Problem details: Write out only the lines running from the one that contains "door visible in it." to the end of the material, both ends included.
● ● ● ●
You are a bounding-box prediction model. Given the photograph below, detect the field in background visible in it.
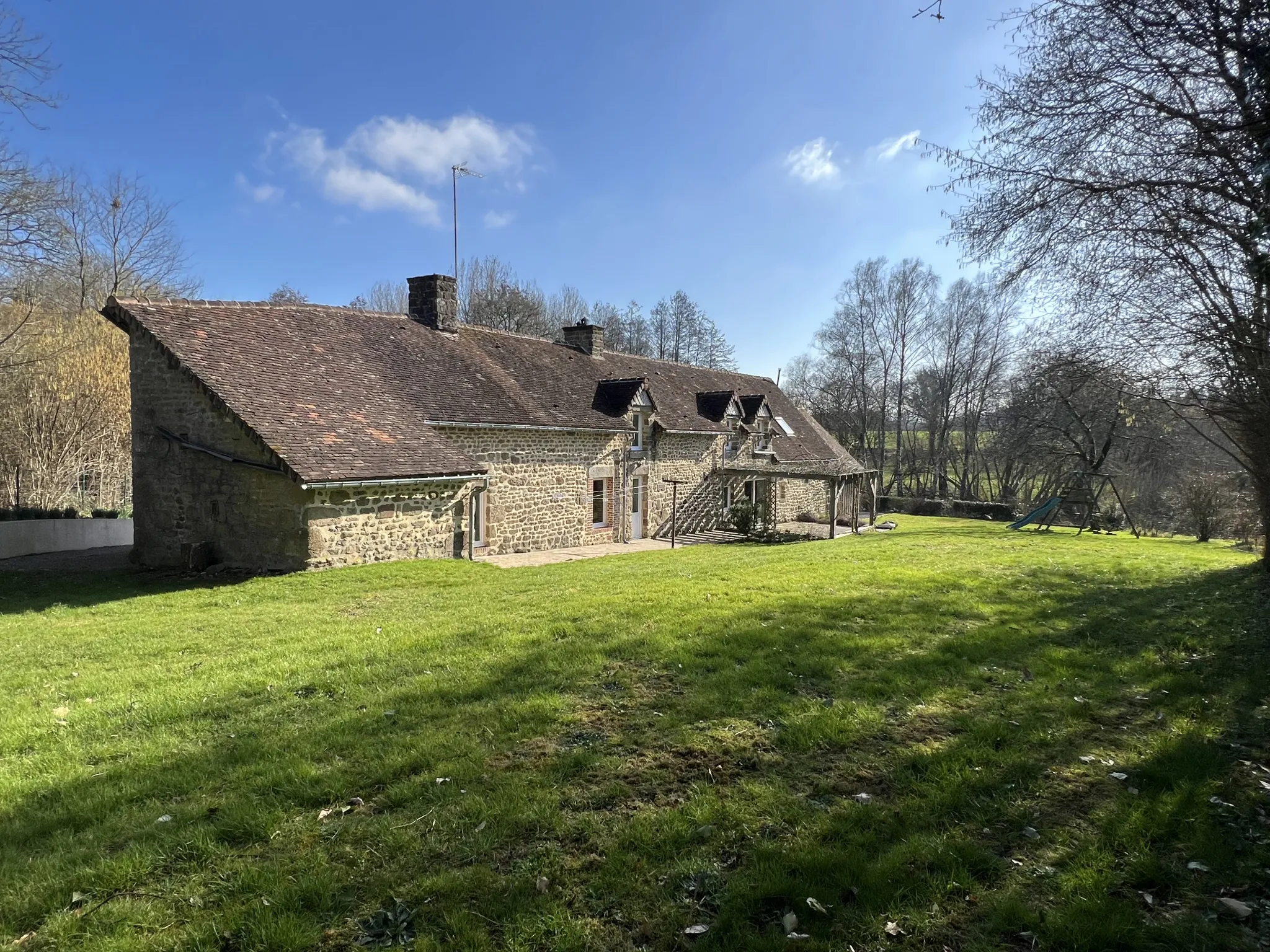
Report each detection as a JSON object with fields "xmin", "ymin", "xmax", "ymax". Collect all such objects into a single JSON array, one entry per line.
[{"xmin": 0, "ymin": 517, "xmax": 1270, "ymax": 952}]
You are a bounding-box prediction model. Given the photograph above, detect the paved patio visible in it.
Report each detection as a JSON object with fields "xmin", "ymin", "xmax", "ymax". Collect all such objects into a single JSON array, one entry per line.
[
  {"xmin": 476, "ymin": 538, "xmax": 670, "ymax": 569},
  {"xmin": 476, "ymin": 522, "xmax": 873, "ymax": 569}
]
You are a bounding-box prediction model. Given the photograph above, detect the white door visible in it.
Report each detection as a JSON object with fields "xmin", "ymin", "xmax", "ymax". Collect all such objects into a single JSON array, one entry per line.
[{"xmin": 631, "ymin": 476, "xmax": 644, "ymax": 539}]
● ● ● ●
Correct result:
You are a bounding-box prediction model. Given the photograph above, detect the white door visible in it.
Report each detection as a JSON object with fields "xmin", "ymin", "xmax", "ymax". Collect all such objects into a single JSON array, one entry per line.
[{"xmin": 631, "ymin": 476, "xmax": 644, "ymax": 539}]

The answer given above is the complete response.